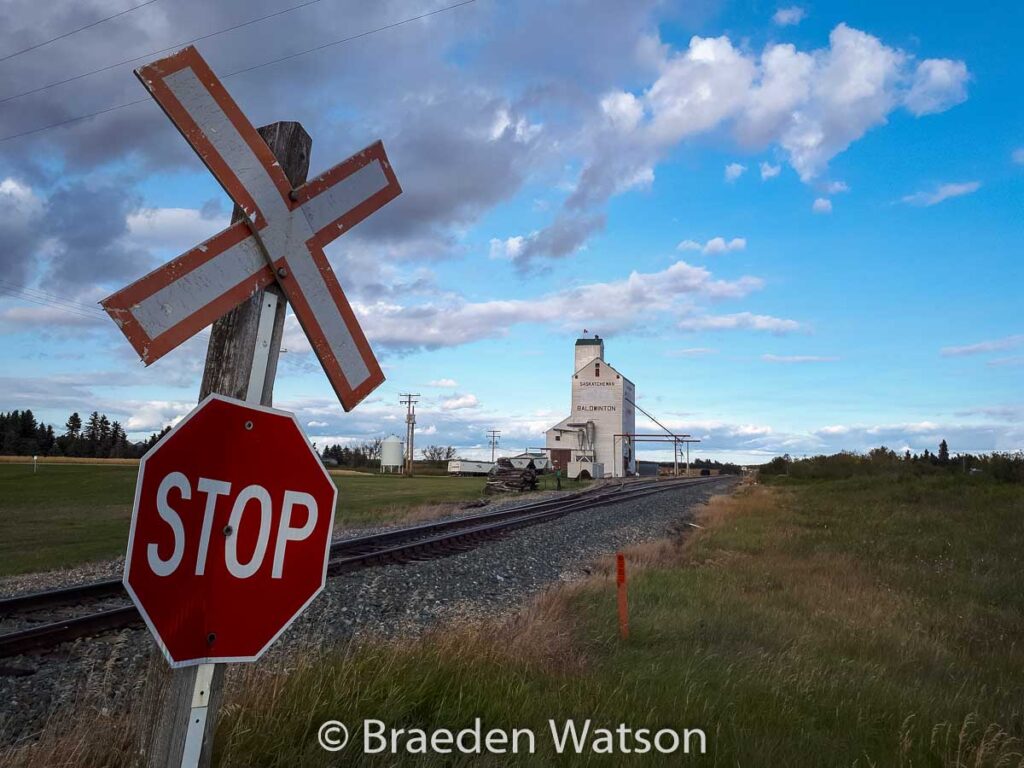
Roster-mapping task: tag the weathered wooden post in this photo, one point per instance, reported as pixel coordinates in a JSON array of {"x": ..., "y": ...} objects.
[
  {"x": 239, "y": 281},
  {"x": 241, "y": 363}
]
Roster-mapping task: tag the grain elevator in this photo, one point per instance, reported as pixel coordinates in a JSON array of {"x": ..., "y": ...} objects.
[{"x": 593, "y": 440}]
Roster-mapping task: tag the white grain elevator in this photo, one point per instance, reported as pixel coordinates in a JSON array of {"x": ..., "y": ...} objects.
[{"x": 594, "y": 440}]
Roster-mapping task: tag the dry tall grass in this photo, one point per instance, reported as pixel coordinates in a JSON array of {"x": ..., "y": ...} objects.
[{"x": 828, "y": 625}]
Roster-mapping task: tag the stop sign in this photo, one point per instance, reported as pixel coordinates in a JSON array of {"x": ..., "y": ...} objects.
[{"x": 230, "y": 531}]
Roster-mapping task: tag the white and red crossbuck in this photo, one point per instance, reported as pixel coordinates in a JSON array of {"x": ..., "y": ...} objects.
[{"x": 281, "y": 238}]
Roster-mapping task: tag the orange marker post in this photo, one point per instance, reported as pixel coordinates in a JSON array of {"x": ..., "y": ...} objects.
[{"x": 624, "y": 615}]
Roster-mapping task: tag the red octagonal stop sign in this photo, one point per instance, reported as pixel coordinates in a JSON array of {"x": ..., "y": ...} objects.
[{"x": 229, "y": 532}]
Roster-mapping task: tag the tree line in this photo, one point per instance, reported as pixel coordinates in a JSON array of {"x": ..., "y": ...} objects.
[
  {"x": 368, "y": 455},
  {"x": 1000, "y": 466},
  {"x": 96, "y": 437}
]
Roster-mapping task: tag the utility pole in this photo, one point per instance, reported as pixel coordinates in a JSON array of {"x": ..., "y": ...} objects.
[
  {"x": 688, "y": 441},
  {"x": 494, "y": 435},
  {"x": 410, "y": 401}
]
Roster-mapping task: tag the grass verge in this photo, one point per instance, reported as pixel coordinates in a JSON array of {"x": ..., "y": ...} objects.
[
  {"x": 64, "y": 515},
  {"x": 849, "y": 623}
]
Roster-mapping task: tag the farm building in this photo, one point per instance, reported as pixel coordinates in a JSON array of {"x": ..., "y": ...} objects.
[{"x": 590, "y": 440}]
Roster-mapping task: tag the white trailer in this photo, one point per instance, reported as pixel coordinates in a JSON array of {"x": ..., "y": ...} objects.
[{"x": 463, "y": 467}]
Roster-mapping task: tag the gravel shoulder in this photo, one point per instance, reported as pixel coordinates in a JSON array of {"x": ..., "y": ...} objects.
[{"x": 495, "y": 579}]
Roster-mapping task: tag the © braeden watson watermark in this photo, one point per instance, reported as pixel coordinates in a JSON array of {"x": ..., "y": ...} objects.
[{"x": 567, "y": 736}]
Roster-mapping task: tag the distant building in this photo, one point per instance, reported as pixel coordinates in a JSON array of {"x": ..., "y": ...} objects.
[{"x": 593, "y": 439}]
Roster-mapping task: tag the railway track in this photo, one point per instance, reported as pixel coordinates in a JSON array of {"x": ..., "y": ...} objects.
[{"x": 427, "y": 541}]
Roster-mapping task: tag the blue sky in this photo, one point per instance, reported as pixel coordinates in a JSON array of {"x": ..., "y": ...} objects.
[{"x": 798, "y": 225}]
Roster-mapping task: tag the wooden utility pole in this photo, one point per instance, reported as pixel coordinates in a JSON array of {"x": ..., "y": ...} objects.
[{"x": 241, "y": 363}]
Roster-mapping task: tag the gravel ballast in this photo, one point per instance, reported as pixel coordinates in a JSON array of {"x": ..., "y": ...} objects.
[{"x": 494, "y": 579}]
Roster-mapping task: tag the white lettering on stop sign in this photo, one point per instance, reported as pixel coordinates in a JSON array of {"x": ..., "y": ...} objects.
[{"x": 252, "y": 506}]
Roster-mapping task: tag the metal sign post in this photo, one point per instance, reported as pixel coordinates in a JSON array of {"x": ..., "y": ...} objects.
[{"x": 241, "y": 281}]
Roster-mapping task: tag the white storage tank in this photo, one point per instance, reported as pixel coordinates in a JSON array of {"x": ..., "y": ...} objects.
[{"x": 392, "y": 454}]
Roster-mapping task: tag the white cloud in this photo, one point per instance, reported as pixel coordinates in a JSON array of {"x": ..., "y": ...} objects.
[
  {"x": 150, "y": 416},
  {"x": 734, "y": 171},
  {"x": 714, "y": 246},
  {"x": 174, "y": 229},
  {"x": 460, "y": 401},
  {"x": 993, "y": 345},
  {"x": 19, "y": 199},
  {"x": 812, "y": 104},
  {"x": 938, "y": 84},
  {"x": 798, "y": 358},
  {"x": 1012, "y": 361},
  {"x": 941, "y": 193},
  {"x": 506, "y": 249},
  {"x": 738, "y": 321},
  {"x": 625, "y": 304},
  {"x": 788, "y": 16},
  {"x": 623, "y": 110},
  {"x": 691, "y": 352}
]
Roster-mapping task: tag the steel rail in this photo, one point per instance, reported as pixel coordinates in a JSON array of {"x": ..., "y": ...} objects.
[{"x": 401, "y": 545}]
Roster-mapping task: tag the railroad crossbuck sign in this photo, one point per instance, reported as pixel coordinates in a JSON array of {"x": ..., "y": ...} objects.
[
  {"x": 229, "y": 534},
  {"x": 281, "y": 238}
]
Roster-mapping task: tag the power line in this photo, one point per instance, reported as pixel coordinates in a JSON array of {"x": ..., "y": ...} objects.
[
  {"x": 75, "y": 32},
  {"x": 24, "y": 296},
  {"x": 35, "y": 293},
  {"x": 71, "y": 306},
  {"x": 247, "y": 69},
  {"x": 122, "y": 62}
]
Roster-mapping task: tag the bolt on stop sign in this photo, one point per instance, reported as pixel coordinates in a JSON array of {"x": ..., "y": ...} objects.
[{"x": 230, "y": 531}]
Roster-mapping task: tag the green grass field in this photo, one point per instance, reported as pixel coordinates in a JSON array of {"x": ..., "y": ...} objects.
[
  {"x": 860, "y": 622},
  {"x": 65, "y": 515}
]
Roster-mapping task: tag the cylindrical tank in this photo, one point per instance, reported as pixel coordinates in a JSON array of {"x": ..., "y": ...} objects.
[{"x": 392, "y": 454}]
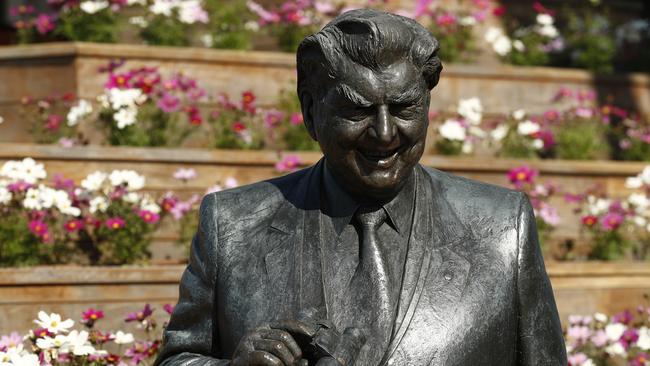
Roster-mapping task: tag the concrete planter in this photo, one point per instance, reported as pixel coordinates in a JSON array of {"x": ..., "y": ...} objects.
[
  {"x": 41, "y": 70},
  {"x": 580, "y": 288}
]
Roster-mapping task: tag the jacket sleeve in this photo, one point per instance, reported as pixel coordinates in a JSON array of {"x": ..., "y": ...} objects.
[
  {"x": 191, "y": 336},
  {"x": 539, "y": 332}
]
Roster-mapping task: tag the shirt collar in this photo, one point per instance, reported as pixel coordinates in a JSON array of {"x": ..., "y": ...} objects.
[{"x": 340, "y": 206}]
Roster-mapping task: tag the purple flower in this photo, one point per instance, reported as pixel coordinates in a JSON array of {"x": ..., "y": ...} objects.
[
  {"x": 289, "y": 163},
  {"x": 611, "y": 221},
  {"x": 169, "y": 103},
  {"x": 520, "y": 175},
  {"x": 44, "y": 24}
]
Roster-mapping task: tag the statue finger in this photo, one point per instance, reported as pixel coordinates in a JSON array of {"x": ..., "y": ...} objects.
[
  {"x": 276, "y": 348},
  {"x": 284, "y": 337},
  {"x": 262, "y": 358},
  {"x": 296, "y": 327}
]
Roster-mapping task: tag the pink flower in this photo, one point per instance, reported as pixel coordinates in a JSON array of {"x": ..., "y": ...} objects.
[
  {"x": 583, "y": 112},
  {"x": 520, "y": 175},
  {"x": 169, "y": 103},
  {"x": 44, "y": 24},
  {"x": 53, "y": 122},
  {"x": 289, "y": 163},
  {"x": 611, "y": 221},
  {"x": 90, "y": 316},
  {"x": 73, "y": 225},
  {"x": 185, "y": 174},
  {"x": 10, "y": 341},
  {"x": 115, "y": 223},
  {"x": 446, "y": 19},
  {"x": 139, "y": 315},
  {"x": 38, "y": 227},
  {"x": 148, "y": 216},
  {"x": 273, "y": 117},
  {"x": 296, "y": 118}
]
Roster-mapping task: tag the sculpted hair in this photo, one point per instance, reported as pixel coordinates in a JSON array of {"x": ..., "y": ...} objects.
[{"x": 371, "y": 38}]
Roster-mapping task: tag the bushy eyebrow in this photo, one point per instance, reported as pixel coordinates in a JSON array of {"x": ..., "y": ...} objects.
[
  {"x": 410, "y": 96},
  {"x": 352, "y": 95}
]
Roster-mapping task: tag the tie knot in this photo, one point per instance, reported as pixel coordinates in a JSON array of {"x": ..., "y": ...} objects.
[{"x": 371, "y": 217}]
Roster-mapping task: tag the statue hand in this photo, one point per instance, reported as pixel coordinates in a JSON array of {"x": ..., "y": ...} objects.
[
  {"x": 322, "y": 344},
  {"x": 268, "y": 347}
]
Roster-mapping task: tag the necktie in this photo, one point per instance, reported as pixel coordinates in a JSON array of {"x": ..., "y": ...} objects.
[{"x": 368, "y": 297}]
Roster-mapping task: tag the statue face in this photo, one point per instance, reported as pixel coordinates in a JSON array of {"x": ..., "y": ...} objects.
[{"x": 372, "y": 127}]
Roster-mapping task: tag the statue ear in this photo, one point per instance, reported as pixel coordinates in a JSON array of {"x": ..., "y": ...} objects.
[{"x": 307, "y": 107}]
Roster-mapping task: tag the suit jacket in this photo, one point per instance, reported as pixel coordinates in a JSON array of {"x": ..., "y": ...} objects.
[{"x": 475, "y": 290}]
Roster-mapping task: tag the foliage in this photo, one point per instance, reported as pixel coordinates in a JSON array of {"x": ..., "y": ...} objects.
[
  {"x": 140, "y": 108},
  {"x": 292, "y": 21},
  {"x": 105, "y": 220},
  {"x": 598, "y": 339},
  {"x": 231, "y": 25},
  {"x": 236, "y": 125},
  {"x": 55, "y": 119},
  {"x": 59, "y": 342}
]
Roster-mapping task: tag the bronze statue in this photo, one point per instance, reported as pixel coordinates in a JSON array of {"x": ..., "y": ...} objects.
[{"x": 366, "y": 258}]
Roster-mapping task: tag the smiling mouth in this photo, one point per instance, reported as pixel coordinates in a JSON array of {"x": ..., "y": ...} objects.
[{"x": 380, "y": 158}]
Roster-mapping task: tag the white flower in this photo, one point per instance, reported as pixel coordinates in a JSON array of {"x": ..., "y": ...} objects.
[
  {"x": 125, "y": 117},
  {"x": 467, "y": 21},
  {"x": 548, "y": 31},
  {"x": 132, "y": 180},
  {"x": 467, "y": 147},
  {"x": 519, "y": 45},
  {"x": 207, "y": 40},
  {"x": 26, "y": 359},
  {"x": 26, "y": 170},
  {"x": 527, "y": 128},
  {"x": 139, "y": 21},
  {"x": 544, "y": 19},
  {"x": 47, "y": 342},
  {"x": 91, "y": 7},
  {"x": 82, "y": 109},
  {"x": 94, "y": 181},
  {"x": 5, "y": 196},
  {"x": 492, "y": 34},
  {"x": 502, "y": 45},
  {"x": 98, "y": 203},
  {"x": 499, "y": 132},
  {"x": 471, "y": 109},
  {"x": 519, "y": 114},
  {"x": 123, "y": 338},
  {"x": 452, "y": 130},
  {"x": 163, "y": 7},
  {"x": 53, "y": 322},
  {"x": 600, "y": 317},
  {"x": 191, "y": 11},
  {"x": 644, "y": 339},
  {"x": 615, "y": 331}
]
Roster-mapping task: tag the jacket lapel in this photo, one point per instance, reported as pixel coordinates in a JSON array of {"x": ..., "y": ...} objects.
[
  {"x": 293, "y": 264},
  {"x": 437, "y": 259}
]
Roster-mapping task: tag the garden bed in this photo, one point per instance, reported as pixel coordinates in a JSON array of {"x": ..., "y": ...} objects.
[
  {"x": 216, "y": 166},
  {"x": 580, "y": 288},
  {"x": 46, "y": 69}
]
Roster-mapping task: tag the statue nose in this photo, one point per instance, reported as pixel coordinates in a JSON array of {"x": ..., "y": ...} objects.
[{"x": 384, "y": 129}]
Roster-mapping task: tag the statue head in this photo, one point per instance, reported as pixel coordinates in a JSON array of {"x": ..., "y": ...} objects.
[{"x": 364, "y": 84}]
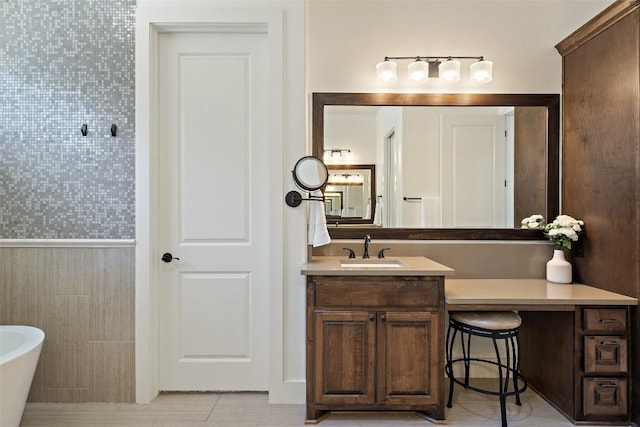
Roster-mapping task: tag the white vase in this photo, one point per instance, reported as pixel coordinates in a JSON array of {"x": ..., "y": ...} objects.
[{"x": 559, "y": 270}]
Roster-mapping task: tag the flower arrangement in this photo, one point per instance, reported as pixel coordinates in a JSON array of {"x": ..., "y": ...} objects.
[
  {"x": 533, "y": 222},
  {"x": 563, "y": 231}
]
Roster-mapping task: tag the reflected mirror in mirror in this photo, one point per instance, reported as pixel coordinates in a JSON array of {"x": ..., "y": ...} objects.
[
  {"x": 310, "y": 173},
  {"x": 464, "y": 162},
  {"x": 350, "y": 194}
]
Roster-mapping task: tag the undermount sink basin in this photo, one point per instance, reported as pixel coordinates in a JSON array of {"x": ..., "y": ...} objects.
[{"x": 372, "y": 262}]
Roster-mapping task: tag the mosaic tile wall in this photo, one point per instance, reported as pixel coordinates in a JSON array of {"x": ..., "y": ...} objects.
[{"x": 64, "y": 63}]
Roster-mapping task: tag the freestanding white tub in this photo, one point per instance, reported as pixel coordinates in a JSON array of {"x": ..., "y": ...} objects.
[{"x": 19, "y": 353}]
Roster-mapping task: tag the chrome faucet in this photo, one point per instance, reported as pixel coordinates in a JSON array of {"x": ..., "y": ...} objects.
[{"x": 367, "y": 240}]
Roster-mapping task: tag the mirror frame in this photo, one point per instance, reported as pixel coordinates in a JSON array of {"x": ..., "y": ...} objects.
[
  {"x": 550, "y": 101},
  {"x": 372, "y": 195}
]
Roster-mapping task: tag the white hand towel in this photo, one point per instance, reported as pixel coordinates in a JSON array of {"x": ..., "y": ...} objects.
[{"x": 318, "y": 233}]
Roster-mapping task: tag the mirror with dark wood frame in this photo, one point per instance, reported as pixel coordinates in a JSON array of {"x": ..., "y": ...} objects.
[{"x": 550, "y": 157}]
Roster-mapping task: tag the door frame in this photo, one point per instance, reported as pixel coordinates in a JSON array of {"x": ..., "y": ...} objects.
[{"x": 151, "y": 20}]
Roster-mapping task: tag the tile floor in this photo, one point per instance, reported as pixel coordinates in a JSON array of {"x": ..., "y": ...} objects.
[{"x": 253, "y": 410}]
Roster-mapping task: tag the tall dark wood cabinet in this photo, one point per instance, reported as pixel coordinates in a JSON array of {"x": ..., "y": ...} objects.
[{"x": 601, "y": 155}]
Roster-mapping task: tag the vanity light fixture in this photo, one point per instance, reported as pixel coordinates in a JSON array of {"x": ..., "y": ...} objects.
[
  {"x": 337, "y": 154},
  {"x": 346, "y": 179},
  {"x": 446, "y": 68}
]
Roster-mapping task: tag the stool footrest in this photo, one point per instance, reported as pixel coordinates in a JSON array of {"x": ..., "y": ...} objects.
[{"x": 522, "y": 382}]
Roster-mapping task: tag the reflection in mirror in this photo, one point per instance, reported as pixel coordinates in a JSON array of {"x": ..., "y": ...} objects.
[
  {"x": 443, "y": 160},
  {"x": 310, "y": 173},
  {"x": 350, "y": 194}
]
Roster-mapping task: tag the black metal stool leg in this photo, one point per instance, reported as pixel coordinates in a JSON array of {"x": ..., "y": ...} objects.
[
  {"x": 449, "y": 366},
  {"x": 503, "y": 381},
  {"x": 516, "y": 367},
  {"x": 466, "y": 355}
]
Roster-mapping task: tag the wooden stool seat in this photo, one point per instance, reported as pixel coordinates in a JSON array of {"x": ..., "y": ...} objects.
[{"x": 492, "y": 320}]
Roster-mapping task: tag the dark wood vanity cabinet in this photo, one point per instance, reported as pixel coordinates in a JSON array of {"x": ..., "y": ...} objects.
[
  {"x": 374, "y": 343},
  {"x": 605, "y": 367}
]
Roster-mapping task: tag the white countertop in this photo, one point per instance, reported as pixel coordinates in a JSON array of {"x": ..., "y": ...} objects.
[
  {"x": 411, "y": 266},
  {"x": 528, "y": 292}
]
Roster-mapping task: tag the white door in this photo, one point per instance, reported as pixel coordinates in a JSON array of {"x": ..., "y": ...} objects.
[
  {"x": 473, "y": 171},
  {"x": 213, "y": 211}
]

* _CHALLENGE_:
Repeat, without changes, every line from the one that contains "Roster-mapping task: tag the black" through the final line of the data.

* _EXERCISE OUTPUT_:
Roster-mapping task: tag the black metal stool leg in this photo, one point per instance, reported as pixel coordinates in a JSON array of {"x": ..., "y": ...} objects.
[
  {"x": 449, "y": 366},
  {"x": 503, "y": 381},
  {"x": 516, "y": 367},
  {"x": 466, "y": 355}
]
Roster-mapping task: tag the wooden stool seat in this photo, one point per instance, reported as pixel coordinates in a JSON array of {"x": ..., "y": ...} objects.
[{"x": 492, "y": 320}]
Roster-mapping task: tag the dark wood vanity cabinet in this photo, one point per instance, reported as pixel coordinates in a JSON array of {"x": ..., "y": ...} objects.
[
  {"x": 374, "y": 343},
  {"x": 605, "y": 367}
]
Roster-mapping task: tag the white countertop in this photo, one point per instance, reported as pixel coordinates in a JSON array of {"x": ..., "y": ...} objects.
[
  {"x": 411, "y": 266},
  {"x": 528, "y": 292}
]
Roster-mapping task: tag the white door in this photo, one point per instance, reported as pixel coordinates in a JSON array of {"x": ..., "y": ...} objects.
[
  {"x": 473, "y": 171},
  {"x": 213, "y": 211}
]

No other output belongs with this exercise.